Earthworms, to be precise—especially the common nightcrawler and the red marsh worm, creatures that did not exist in North America before 1492. ...

Intoxicating and addictive, tobacco became the subject of the first truly global commodity craze. ... To feed the demand, English ships tied up to Virginia docks and took in barrels of rolled-up tobacco leaves. Typically 4 feet tall and 2½ feet across, each barrel weighed half a ton or more. Sailors balanced out the weight by leaving behind their ships' ballast: stones, gravel and soil. They swapped English dirt for Virginia tobacco.

That dirt very likely contained the common nightcrawler and the red marsh worm. ...

Spread today by farmers, gardeners and anglers, earthworms are obsessive underground engineers, and they are now remaking swathes of Minnesota, Alberta and Ontario. Nobody knows what will happen next in what ecologists see as a gigantic, unplanned, centuries-long experiment. ...

Direction
Could you extract everything in the earthworm passage from "Intoxicating and addictive, tobacco" down to "centuries-long experiment. ...", word for word?

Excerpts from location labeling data

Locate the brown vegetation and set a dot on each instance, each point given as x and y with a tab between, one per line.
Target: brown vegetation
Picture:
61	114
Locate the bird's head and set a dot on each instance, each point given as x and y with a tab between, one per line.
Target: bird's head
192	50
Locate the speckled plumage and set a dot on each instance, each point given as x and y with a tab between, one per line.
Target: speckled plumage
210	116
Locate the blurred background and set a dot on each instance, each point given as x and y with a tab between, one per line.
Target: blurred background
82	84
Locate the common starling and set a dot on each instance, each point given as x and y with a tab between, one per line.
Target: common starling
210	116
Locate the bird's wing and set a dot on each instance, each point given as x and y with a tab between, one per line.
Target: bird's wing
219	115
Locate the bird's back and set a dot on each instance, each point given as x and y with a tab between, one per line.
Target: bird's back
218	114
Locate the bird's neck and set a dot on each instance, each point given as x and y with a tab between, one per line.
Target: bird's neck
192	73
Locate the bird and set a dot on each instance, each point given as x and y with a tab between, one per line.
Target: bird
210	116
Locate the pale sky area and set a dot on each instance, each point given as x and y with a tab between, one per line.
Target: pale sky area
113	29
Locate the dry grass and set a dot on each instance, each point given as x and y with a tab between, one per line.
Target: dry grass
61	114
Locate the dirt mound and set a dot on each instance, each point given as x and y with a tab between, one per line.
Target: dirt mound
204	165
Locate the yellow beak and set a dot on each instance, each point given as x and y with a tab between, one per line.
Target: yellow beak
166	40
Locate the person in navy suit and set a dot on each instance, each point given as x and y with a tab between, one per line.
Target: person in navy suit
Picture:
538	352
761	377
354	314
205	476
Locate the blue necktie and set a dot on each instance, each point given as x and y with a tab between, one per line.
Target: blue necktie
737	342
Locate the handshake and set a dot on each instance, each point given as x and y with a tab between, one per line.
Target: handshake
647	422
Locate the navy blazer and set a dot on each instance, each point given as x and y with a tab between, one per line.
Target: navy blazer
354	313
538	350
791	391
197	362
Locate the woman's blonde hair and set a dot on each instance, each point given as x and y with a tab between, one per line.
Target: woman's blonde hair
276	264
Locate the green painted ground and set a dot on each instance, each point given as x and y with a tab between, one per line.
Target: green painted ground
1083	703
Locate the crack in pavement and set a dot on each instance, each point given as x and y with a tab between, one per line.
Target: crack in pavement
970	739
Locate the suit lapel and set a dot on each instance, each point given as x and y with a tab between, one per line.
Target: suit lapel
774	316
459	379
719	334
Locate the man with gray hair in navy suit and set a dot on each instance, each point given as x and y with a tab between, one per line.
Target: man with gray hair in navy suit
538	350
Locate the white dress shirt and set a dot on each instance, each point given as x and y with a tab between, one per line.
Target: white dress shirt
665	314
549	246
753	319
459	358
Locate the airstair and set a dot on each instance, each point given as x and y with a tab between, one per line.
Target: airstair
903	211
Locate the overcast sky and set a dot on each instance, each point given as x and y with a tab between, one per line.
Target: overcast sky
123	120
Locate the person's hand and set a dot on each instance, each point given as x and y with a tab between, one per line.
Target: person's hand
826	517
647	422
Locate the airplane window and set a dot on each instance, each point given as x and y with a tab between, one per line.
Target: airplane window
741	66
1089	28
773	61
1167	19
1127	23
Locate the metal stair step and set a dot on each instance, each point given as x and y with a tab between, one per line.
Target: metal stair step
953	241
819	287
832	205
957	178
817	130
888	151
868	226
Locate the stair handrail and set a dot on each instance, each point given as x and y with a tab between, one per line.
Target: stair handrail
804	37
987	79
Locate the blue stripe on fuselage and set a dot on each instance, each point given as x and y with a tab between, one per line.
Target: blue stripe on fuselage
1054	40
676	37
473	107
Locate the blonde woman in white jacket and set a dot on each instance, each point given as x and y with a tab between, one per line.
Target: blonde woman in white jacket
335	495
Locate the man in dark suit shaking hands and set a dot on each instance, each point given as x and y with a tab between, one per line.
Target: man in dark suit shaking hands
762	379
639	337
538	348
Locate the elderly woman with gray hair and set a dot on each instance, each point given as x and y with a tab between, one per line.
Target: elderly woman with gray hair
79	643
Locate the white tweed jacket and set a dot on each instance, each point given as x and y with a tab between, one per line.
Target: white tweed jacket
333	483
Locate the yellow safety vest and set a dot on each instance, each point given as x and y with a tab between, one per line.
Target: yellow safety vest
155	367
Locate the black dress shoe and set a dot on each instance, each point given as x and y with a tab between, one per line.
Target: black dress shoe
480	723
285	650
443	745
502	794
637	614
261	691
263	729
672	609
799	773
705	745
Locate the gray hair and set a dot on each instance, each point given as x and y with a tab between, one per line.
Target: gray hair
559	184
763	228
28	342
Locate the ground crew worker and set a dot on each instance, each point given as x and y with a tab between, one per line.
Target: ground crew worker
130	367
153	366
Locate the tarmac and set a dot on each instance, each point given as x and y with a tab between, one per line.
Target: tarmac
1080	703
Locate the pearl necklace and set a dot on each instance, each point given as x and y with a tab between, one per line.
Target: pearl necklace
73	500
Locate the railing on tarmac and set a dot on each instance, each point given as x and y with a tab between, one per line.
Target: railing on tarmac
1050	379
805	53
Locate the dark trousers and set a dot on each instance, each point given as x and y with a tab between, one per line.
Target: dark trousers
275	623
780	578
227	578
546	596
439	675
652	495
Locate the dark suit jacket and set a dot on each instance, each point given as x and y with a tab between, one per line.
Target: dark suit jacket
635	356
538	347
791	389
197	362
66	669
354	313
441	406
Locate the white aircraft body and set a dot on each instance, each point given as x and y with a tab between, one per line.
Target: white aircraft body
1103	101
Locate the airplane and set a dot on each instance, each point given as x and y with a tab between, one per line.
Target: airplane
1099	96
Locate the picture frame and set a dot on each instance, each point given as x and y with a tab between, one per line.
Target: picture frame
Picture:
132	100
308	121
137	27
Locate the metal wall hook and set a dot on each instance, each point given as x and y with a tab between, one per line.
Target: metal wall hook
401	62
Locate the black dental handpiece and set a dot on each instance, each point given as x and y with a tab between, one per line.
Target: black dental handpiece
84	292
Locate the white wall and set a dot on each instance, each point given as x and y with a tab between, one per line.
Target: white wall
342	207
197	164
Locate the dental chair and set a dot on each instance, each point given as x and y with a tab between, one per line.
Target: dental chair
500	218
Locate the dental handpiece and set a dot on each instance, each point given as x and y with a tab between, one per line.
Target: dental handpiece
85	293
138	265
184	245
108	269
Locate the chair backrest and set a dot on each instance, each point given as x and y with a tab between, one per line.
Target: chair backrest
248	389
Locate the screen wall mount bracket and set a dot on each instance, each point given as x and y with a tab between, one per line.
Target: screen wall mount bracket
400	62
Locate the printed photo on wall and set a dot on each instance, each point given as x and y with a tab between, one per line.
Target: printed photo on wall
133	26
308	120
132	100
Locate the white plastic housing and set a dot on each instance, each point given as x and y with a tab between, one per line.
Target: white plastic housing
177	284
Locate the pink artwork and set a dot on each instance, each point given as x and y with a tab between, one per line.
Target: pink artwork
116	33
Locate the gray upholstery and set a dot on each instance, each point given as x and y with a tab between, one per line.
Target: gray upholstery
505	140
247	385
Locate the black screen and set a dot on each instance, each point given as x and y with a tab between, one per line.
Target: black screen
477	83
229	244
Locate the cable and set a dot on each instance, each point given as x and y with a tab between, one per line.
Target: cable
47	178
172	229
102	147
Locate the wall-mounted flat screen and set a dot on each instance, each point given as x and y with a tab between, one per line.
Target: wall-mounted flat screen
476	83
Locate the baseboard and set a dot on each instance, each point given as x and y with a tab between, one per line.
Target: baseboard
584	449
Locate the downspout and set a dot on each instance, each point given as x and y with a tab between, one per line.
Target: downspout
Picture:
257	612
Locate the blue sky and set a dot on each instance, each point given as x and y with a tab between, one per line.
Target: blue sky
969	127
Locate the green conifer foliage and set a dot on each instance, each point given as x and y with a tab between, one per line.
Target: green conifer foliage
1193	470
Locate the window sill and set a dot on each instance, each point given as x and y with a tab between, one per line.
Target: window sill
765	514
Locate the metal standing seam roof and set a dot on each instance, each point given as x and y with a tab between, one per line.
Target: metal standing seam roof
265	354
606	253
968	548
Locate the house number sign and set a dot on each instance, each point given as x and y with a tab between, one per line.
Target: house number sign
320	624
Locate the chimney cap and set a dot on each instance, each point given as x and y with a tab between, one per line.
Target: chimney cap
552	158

Result of the task
Intoxicating and addictive, tobacco became the subject of the first truly global commodity craze. ... To feed the demand, English ships tied up to Virginia docks and took in barrels of rolled-up tobacco leaves. Typically 4 feet tall and 2½ feet across, each barrel weighed half a ton or more. Sailors balanced out the weight by leaving behind their ships' ballast: stones, gravel and soil. They swapped English dirt for Virginia tobacco.

That dirt very likely contained the common nightcrawler and the red marsh worm. ...

Spread today by farmers, gardeners and anglers, earthworms are obsessive underground engineers, and they are now remaking swathes of Minnesota, Alberta and Ontario. Nobody knows what will happen next in what ecologists see as a gigantic, unplanned, centuries-long experiment. ...